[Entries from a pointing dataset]
============================================================
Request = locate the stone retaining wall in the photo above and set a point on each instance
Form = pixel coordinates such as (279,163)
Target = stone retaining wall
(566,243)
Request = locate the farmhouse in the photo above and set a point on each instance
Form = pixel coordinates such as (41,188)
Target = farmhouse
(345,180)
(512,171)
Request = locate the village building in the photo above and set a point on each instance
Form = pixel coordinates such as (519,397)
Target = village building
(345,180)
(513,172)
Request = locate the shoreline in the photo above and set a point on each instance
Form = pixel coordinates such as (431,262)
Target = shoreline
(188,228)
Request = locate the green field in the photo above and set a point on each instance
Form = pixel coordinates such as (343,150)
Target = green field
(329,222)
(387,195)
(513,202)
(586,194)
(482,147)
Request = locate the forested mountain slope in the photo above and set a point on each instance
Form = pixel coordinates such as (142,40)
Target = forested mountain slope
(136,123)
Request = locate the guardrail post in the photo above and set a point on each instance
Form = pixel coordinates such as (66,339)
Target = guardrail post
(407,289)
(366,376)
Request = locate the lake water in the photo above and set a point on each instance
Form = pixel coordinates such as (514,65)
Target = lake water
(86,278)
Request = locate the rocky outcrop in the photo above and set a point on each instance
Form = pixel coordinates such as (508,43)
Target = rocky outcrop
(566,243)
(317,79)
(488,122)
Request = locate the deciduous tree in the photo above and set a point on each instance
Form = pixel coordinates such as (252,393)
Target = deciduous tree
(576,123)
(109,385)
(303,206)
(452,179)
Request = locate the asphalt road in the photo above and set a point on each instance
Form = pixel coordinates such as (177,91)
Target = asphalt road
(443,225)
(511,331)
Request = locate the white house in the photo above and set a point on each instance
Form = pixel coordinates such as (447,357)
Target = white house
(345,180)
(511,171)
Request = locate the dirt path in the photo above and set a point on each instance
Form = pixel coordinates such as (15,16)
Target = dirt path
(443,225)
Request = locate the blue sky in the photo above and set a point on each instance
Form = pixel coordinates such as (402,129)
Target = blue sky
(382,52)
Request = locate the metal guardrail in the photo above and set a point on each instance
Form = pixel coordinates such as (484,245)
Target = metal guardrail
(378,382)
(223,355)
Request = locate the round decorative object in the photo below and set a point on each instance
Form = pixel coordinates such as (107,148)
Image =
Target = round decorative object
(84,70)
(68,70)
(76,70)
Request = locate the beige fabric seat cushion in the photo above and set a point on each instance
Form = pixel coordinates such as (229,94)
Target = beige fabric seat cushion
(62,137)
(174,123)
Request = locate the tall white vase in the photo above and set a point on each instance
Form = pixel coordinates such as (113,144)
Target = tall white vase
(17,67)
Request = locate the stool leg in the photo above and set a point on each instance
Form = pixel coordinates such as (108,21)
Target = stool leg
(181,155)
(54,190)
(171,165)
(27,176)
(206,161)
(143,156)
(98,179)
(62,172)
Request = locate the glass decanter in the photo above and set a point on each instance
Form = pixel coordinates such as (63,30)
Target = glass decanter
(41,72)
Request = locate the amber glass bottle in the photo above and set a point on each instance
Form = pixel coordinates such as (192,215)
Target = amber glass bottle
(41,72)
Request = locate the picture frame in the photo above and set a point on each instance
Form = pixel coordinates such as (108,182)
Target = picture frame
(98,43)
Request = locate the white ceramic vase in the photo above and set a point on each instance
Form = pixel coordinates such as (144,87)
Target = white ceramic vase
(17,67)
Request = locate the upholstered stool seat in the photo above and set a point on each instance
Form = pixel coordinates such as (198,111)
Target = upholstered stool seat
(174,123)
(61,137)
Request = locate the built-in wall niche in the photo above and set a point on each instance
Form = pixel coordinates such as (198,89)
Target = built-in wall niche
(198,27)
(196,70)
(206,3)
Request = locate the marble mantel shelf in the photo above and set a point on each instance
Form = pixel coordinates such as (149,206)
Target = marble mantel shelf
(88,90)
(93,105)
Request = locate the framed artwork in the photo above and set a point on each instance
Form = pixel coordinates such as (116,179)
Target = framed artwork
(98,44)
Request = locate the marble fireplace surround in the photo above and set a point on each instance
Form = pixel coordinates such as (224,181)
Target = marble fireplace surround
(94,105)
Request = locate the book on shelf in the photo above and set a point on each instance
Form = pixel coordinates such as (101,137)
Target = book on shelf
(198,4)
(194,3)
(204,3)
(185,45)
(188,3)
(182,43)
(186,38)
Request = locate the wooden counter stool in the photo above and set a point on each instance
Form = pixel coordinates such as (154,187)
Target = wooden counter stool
============================================================
The task
Express all of the data above as a JSON list of strings, one string per line, leaving out any blank lines.

Finished task
[
  "Request = locate the stone retaining wall in the photo above and set a point on each instance",
  "Form = pixel coordinates such as (279,163)",
  "Target = stone retaining wall",
  "(566,243)",
  "Request = locate the farmhouse in the photo above and set a point on each instance",
  "Form = pixel coordinates such as (41,188)",
  "Target = farmhouse",
  "(345,180)",
  "(512,171)",
  "Request = locate the village building in the photo above and set a point on each instance",
  "Form = pixel coordinates such as (519,397)",
  "Target = village building",
  "(345,180)",
  "(513,172)",
  "Request = locate the shoreline in the photo above and set a point on each instance",
  "Form = pixel coordinates such as (431,262)",
  "Target = shoreline",
  "(188,228)",
  "Request = locate the green field in the photo above and set a point on each instance",
  "Form = pixel coordinates such as (343,150)",
  "Target = green field",
  "(329,222)",
  "(387,195)",
  "(513,202)",
  "(586,194)",
  "(482,147)",
  "Request = locate the forested mountain slope in the photo above and set a point on each instance",
  "Form = pixel coordinates such as (142,40)",
  "Target = forested mountain slope",
  "(136,123)",
  "Request = locate the guardrail post in the photo above and set a point on each instance",
  "Form = pixel coordinates such as (66,339)",
  "Target = guardrail post",
  "(407,289)",
  "(366,376)",
  "Request = locate the lake water in the photo above and set a point on each instance",
  "Form = pixel coordinates such as (514,65)",
  "Target = lake water",
  "(86,278)",
  "Request = locate the rocky outcrop in the photo above and set a point on each instance",
  "Form = pixel coordinates such as (508,43)",
  "Target = rocky outcrop",
  "(566,243)",
  "(317,79)",
  "(488,122)",
  "Request = locate the deciduous tree in the photo above and set a point on each instance",
  "Form = pixel coordinates such as (252,393)",
  "Target = deciduous tree",
  "(576,123)",
  "(109,385)",
  "(303,206)",
  "(452,179)",
  "Request = locate the asphalt road in the photo above and set a point on each instance",
  "Form = pixel coordinates such as (177,91)",
  "Target = asphalt road",
  "(443,225)",
  "(511,331)",
  "Request = locate the white house in the photo above and set a point on each instance",
  "Form = pixel coordinates such as (447,357)",
  "Target = white house",
  "(345,180)",
  "(511,171)",
  "Request = locate the dirt path in the photo above and set a point on each instance",
  "Form = pixel coordinates such as (15,16)",
  "Target = dirt path",
  "(443,225)",
  "Request = locate the blue sky in the photo above and set a point on each instance",
  "Form = pixel coordinates such as (402,129)",
  "Target = blue sky",
  "(382,52)",
  "Request = locate the metal guardrail in the photo above and set a point on each instance",
  "Form = pixel coordinates such as (484,245)",
  "Target = metal guardrail",
  "(378,382)",
  "(223,355)",
  "Request = locate the round decorative object in the photo below and set a point on each instance",
  "Form = pixel coordinates such as (107,148)",
  "Image =",
  "Target = round decorative object",
  "(84,70)",
  "(68,70)",
  "(76,70)",
  "Request = locate the beige fabric seat cushion in the photo above and set a point on each instance",
  "Form = pixel coordinates such as (229,94)",
  "Target = beige fabric seat cushion",
  "(62,137)",
  "(174,123)",
  "Request = locate the tall white vase in the photo above and set a point on each instance",
  "Form = pixel coordinates such as (113,144)",
  "Target = tall white vase",
  "(17,67)",
  "Request = locate the stool leg in the photo above and set a point on each instance",
  "Form = pixel coordinates such as (108,21)",
  "Target = stool leg",
  "(181,155)",
  "(54,190)",
  "(171,165)",
  "(27,176)",
  "(206,161)",
  "(143,156)",
  "(98,179)",
  "(62,172)",
  "Request = locate the glass decanter in the photo above and set a point on each instance",
  "Form = pixel coordinates such as (63,30)",
  "Target = glass decanter",
  "(41,72)",
  "Request = locate the amber glass bottle in the photo above and set a point on each instance",
  "Form = pixel coordinates such as (192,215)",
  "Target = amber glass bottle",
  "(41,72)",
  "Request = locate the picture frame in the photo above and set a point on each instance",
  "Form = pixel coordinates such as (108,182)",
  "Target = picture frame",
  "(98,43)",
  "Request = locate the white ceramic vase in the photo above and set a point on each instance",
  "Form = pixel coordinates such as (144,87)",
  "Target = white ceramic vase",
  "(17,67)",
  "Request = locate the upholstered stool seat in the photo above and set a point on each instance",
  "Form = pixel coordinates such as (198,111)",
  "Target = upholstered stool seat",
  "(174,123)",
  "(61,137)",
  "Request = locate the built-in wall niche in the photo above and set a point on each instance",
  "Form = pixel coordinates such as (198,89)",
  "Target = built-in wall niche",
  "(198,27)",
  "(196,70)",
  "(206,3)",
  "Request = locate the marble mantel shelf in the photo above and set a point on each instance",
  "Form = pixel coordinates such as (149,206)",
  "Target = marble mantel shelf",
  "(88,90)",
  "(93,105)",
  "Request = locate the framed artwork in the photo above and set a point on each instance",
  "Form = pixel coordinates such as (116,179)",
  "Target = framed artwork",
  "(98,44)",
  "Request = locate the marble fireplace surround in the photo above and set a point on each instance",
  "Form = pixel coordinates such as (224,181)",
  "Target = marble fireplace surround",
  "(94,105)",
  "Request = locate the book on shelf in the photo above and set a point on each instance",
  "Form = pixel coordinates such as (101,137)",
  "Target = book on shelf",
  "(198,4)",
  "(194,3)",
  "(204,3)",
  "(185,45)",
  "(188,3)",
  "(182,43)",
  "(186,38)",
  "Request = locate the wooden counter stool in the photo above and set a point on each instance",
  "Form = pixel coordinates such as (154,187)",
  "Target = wooden counter stool"
]